◆ WHAT IS BEING ASKED
Collect every line of the material that contains the string "item", matching uppercase and lowercase letters exactly.
____ MATERIAL TO PROCESS
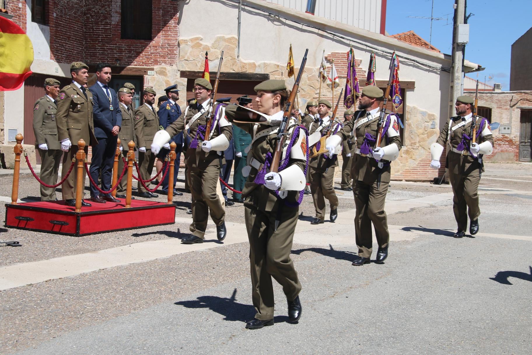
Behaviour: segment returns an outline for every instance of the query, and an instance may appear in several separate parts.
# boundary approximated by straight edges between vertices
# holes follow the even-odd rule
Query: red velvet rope
[[[51,187],[53,188],[57,187],[57,186],[59,186],[59,185],[60,185],[61,184],[62,184],[65,181],[65,180],[66,179],[66,178],[68,177],[68,176],[70,175],[70,172],[72,171],[72,169],[74,168],[74,165],[76,164],[75,161],[72,162],[72,164],[70,166],[70,169],[68,169],[68,172],[66,173],[66,175],[64,176],[64,177],[63,177],[60,181],[59,181],[55,185],[48,185],[47,184],[45,184],[44,183],[43,183],[43,180],[39,179],[39,177],[37,176],[37,174],[35,174],[35,172],[34,171],[33,168],[31,167],[31,164],[30,163],[30,160],[29,158],[28,158],[28,155],[26,155],[24,158],[26,158],[26,163],[28,164],[28,167],[30,168],[30,171],[31,171],[31,174],[33,174],[34,177],[37,179],[37,180],[39,181],[39,183],[40,184],[43,186],[46,186],[46,187]]]

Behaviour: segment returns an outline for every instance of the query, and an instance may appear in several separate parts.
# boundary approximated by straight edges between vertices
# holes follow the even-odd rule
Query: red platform
[[[176,206],[152,201],[132,200],[130,208],[121,203],[92,203],[75,212],[64,201],[5,205],[5,226],[77,237],[115,230],[173,224]],[[89,202],[89,201],[87,201]]]

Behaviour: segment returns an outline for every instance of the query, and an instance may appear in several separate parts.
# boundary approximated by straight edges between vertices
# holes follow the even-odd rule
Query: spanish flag
[[[0,16],[0,91],[16,90],[31,75],[31,41],[19,25]]]
[[[205,52],[205,67],[203,67],[203,75],[202,78],[206,79],[207,81],[211,80],[211,76],[209,75],[209,53]]]

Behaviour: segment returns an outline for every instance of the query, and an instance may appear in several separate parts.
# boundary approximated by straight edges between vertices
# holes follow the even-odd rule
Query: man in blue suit
[[[177,89],[177,84],[169,86],[164,89],[164,91],[166,92],[168,100],[161,103],[157,114],[159,116],[159,125],[165,129],[181,115],[181,108],[177,104],[177,100],[179,99],[179,90]],[[177,174],[179,171],[179,162],[181,161],[181,153],[182,151],[183,143],[184,142],[183,133],[179,132],[172,137],[170,141],[175,142],[177,146],[176,147],[176,152],[177,153],[177,156],[176,158],[176,165],[173,170],[173,194],[174,196],[181,196],[183,193],[179,192],[176,188],[176,183],[177,182]],[[164,159],[169,152],[170,152],[169,149],[162,148],[157,155],[157,158]],[[168,193],[169,178],[169,176],[167,174],[163,180],[162,189],[165,194]]]
[[[101,170],[102,189],[111,188],[113,164],[117,150],[117,139],[122,125],[122,112],[118,105],[118,97],[107,85],[111,81],[111,65],[105,63],[96,64],[96,83],[89,88],[93,94],[93,117],[94,135],[98,144],[92,146],[93,156],[89,172],[93,180],[98,181]],[[90,184],[90,201],[105,203],[106,201],[119,202],[110,194],[100,195],[96,188]]]

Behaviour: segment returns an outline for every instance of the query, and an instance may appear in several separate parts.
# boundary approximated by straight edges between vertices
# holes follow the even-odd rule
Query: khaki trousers
[[[252,205],[244,208],[250,240],[252,296],[257,312],[255,318],[261,320],[273,318],[272,277],[282,286],[289,301],[295,300],[301,291],[297,273],[290,259],[299,209],[282,208],[279,226],[274,231],[277,210],[265,212]]]
[[[329,200],[331,210],[338,208],[338,197],[334,191],[334,167],[327,169],[309,167],[310,192],[312,193],[316,218],[325,219],[325,199]]]
[[[458,225],[458,230],[467,230],[467,217],[473,221],[480,216],[478,207],[478,184],[480,176],[478,170],[470,175],[449,173],[449,180],[453,187],[453,211]]]
[[[355,183],[353,194],[355,197],[355,237],[359,247],[359,256],[368,259],[371,255],[372,233],[371,223],[375,228],[377,242],[380,247],[385,247],[390,241],[388,232],[384,202],[388,192],[389,183],[381,183],[377,188],[377,181],[371,185],[361,181]]]
[[[217,191],[220,186],[220,166],[211,165],[204,170],[189,167],[187,174],[192,195],[190,232],[193,235],[205,239],[209,211],[217,226],[221,225],[225,219],[225,202],[222,204],[223,198],[220,198]]]

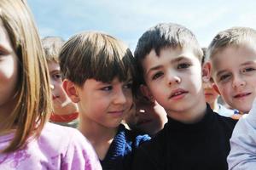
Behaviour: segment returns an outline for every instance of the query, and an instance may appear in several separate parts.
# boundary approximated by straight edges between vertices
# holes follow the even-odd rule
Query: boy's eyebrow
[[[242,63],[241,65],[243,66],[243,65],[251,65],[251,64],[253,64],[255,63],[255,61],[247,61],[247,62],[245,62],[245,63]],[[225,70],[223,70],[223,71],[219,71],[217,72],[216,76],[219,76],[221,75],[222,73],[225,72],[226,71]]]
[[[173,64],[173,63],[177,63],[177,62],[179,62],[183,60],[188,60],[187,57],[184,57],[184,56],[179,56],[177,58],[175,58],[173,60],[171,60],[171,63]],[[150,68],[147,72],[146,72],[146,75],[148,75],[151,71],[154,71],[154,70],[158,70],[160,68],[161,68],[162,65],[156,65],[156,66],[154,66],[152,68]]]
[[[60,70],[53,70],[53,71],[51,71],[49,72],[50,73],[55,73],[55,72],[61,73],[61,71]]]
[[[245,63],[241,64],[241,65],[251,65],[251,64],[253,64],[253,63],[255,63],[255,61],[247,61],[247,62],[245,62]]]

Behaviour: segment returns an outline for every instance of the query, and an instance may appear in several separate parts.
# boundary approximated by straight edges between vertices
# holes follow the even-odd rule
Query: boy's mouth
[[[246,96],[248,96],[250,95],[252,93],[241,93],[241,94],[238,94],[234,96],[234,98],[243,98],[243,97],[246,97]]]
[[[55,100],[57,98],[58,98],[58,96],[52,95],[52,100]]]
[[[151,122],[150,119],[140,119],[140,120],[137,122],[137,126],[140,126],[140,125],[143,125],[143,124],[148,123],[148,122]]]
[[[188,94],[188,93],[189,93],[188,91],[185,91],[185,90],[183,90],[183,89],[174,90],[171,94],[169,99],[177,98],[177,97],[182,96],[183,94]]]

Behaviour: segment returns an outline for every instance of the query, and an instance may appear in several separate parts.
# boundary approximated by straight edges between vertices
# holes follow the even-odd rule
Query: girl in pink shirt
[[[47,63],[25,0],[0,3],[0,169],[102,169],[78,130],[47,122]]]

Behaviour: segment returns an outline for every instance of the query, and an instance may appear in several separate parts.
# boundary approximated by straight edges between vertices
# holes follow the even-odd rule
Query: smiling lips
[[[243,98],[243,97],[246,97],[246,96],[250,95],[250,94],[251,94],[251,93],[238,94],[235,95],[234,98],[240,99],[240,98]]]
[[[188,91],[183,90],[183,89],[177,89],[174,90],[169,99],[177,99],[177,98],[182,98],[183,94],[188,94]]]
[[[108,111],[109,114],[114,115],[114,116],[121,116],[124,114],[124,112],[125,112],[125,110]]]
[[[52,95],[52,100],[55,100],[55,99],[57,99],[57,98],[58,98],[57,96]]]

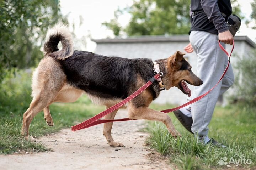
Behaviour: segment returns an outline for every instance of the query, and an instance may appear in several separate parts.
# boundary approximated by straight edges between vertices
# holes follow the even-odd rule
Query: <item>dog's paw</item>
[[[52,118],[50,118],[50,119],[46,119],[46,118],[44,117],[44,120],[46,122],[46,124],[50,126],[53,126],[54,125],[53,121],[53,120]]]
[[[33,137],[31,136],[24,136],[24,138],[26,141],[29,141],[32,142],[35,142],[36,141],[36,139]]]
[[[114,147],[123,147],[124,145],[120,142],[112,142],[108,143],[110,146],[113,146]]]

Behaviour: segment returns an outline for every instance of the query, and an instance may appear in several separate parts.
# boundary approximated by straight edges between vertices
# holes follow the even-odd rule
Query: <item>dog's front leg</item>
[[[106,109],[110,107],[110,106],[107,106]],[[113,119],[114,118],[116,114],[118,109],[116,109],[112,112],[110,113],[105,116],[105,119]],[[111,131],[113,125],[113,122],[108,122],[104,123],[104,129],[103,129],[103,135],[105,136],[108,144],[111,146],[115,147],[123,147],[124,146],[123,143],[120,142],[115,142],[111,134]]]
[[[167,114],[150,109],[146,106],[136,107],[130,103],[128,108],[129,116],[132,119],[146,119],[161,121],[165,124],[169,132],[174,137],[181,136],[180,134],[175,129],[171,119]]]

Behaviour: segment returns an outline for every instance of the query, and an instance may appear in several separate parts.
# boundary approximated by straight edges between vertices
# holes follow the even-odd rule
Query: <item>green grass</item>
[[[37,152],[47,148],[42,143],[27,141],[21,135],[23,113],[31,101],[31,75],[24,71],[6,79],[0,86],[0,154],[28,151]],[[39,113],[31,124],[30,134],[38,138],[70,127],[104,109],[95,105],[86,96],[72,103],[55,103],[50,106],[54,125],[46,123],[43,113]]]
[[[173,106],[153,106],[155,109]],[[182,134],[177,139],[169,134],[163,124],[149,123],[146,130],[150,136],[147,142],[152,148],[168,158],[180,169],[211,169],[227,168],[218,164],[221,158],[237,160],[250,159],[250,165],[231,164],[233,168],[255,168],[256,163],[256,109],[245,106],[217,107],[209,125],[209,136],[225,144],[227,148],[205,145],[197,142],[193,135],[183,128],[172,113],[169,114],[176,129]],[[254,168],[253,168],[254,167]]]

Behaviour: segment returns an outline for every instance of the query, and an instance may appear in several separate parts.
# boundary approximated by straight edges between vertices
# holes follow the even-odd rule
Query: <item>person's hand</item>
[[[219,33],[219,39],[225,44],[233,44],[233,35],[230,31],[228,30]]]
[[[184,47],[184,50],[187,53],[191,53],[194,51],[194,50],[193,49],[192,45],[190,43]]]

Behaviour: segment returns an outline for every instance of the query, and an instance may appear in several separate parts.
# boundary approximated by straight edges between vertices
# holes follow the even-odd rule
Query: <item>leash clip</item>
[[[154,73],[155,74],[159,74],[160,75],[160,76],[162,76],[163,74],[164,74],[164,73],[162,72],[157,72],[155,70],[154,70],[153,69],[153,70],[154,70]]]

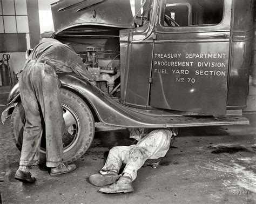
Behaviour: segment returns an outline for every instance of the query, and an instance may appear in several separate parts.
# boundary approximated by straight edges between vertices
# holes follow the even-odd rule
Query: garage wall
[[[3,54],[10,55],[12,79],[13,72],[17,73],[25,61],[26,50],[36,46],[39,37],[37,0],[0,0],[0,60]]]

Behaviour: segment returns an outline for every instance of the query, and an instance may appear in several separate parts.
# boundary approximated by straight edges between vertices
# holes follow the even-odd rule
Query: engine
[[[120,92],[120,53],[104,51],[95,45],[86,47],[87,55],[81,56],[97,86],[104,92],[114,96]]]

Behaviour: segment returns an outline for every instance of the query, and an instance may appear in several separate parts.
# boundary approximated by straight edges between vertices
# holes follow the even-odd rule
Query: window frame
[[[164,15],[167,0],[160,1],[159,15],[157,24],[157,33],[183,33],[227,31],[230,30],[231,21],[231,8],[232,1],[224,0],[223,16],[221,21],[218,24],[191,25],[187,26],[165,26],[162,24],[162,16]],[[177,0],[178,1],[178,0]]]

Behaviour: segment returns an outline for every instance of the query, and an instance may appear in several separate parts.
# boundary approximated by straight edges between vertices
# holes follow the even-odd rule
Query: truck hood
[[[56,34],[92,25],[134,27],[130,0],[60,0],[51,5]]]

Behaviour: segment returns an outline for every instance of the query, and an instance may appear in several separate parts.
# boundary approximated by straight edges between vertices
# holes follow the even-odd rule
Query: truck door
[[[160,2],[150,105],[225,115],[232,1]]]

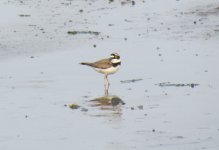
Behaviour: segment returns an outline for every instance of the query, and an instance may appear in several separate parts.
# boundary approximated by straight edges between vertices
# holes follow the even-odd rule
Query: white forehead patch
[[[112,63],[119,63],[119,62],[121,62],[121,59],[112,59],[111,62]]]

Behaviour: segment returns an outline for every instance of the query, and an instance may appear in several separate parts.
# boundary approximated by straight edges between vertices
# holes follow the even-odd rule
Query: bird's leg
[[[109,86],[110,86],[110,83],[109,83],[109,80],[108,80],[108,75],[106,75],[106,81],[107,81],[107,91],[109,90]]]
[[[105,74],[104,75],[104,89],[105,89],[105,95],[108,95],[108,91],[109,91],[109,81],[108,81],[108,75]]]
[[[107,96],[108,89],[107,89],[107,75],[106,74],[104,75],[104,92],[105,92],[105,95]]]

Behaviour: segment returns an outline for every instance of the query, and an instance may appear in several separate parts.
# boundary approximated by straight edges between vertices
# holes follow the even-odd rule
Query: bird
[[[81,62],[81,65],[86,65],[93,68],[95,71],[104,74],[105,95],[108,95],[109,80],[108,75],[117,72],[121,66],[121,58],[118,53],[112,53],[109,58],[101,59],[95,62]]]

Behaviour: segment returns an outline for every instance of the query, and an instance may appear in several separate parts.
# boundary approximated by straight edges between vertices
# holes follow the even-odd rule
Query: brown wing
________
◆ THE SOLUTION
Query: <item>dog's paw</item>
Query: <item>dog's front leg</item>
Query: <item>green grass</item>
Query: <item>person's hand</item>
Query: <item>leash clip</item>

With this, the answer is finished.